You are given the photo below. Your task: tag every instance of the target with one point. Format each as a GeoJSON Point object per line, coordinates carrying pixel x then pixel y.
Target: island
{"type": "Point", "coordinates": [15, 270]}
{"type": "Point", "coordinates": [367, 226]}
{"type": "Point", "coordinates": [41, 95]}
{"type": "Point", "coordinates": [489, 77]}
----
__Short task__. Write out every line of the listing again, including the requests. Multiply each pixel coordinate in the answers by 0.7 and round it to a whole number, with halves rounded up.

__Reply__.
You are given the photo below. Your task: tag every instance of the target with one point. Format each as a GeoJSON Point object per line, coordinates carrying pixel x then pixel y.
Target: island
{"type": "Point", "coordinates": [11, 189]}
{"type": "Point", "coordinates": [257, 158]}
{"type": "Point", "coordinates": [29, 67]}
{"type": "Point", "coordinates": [342, 54]}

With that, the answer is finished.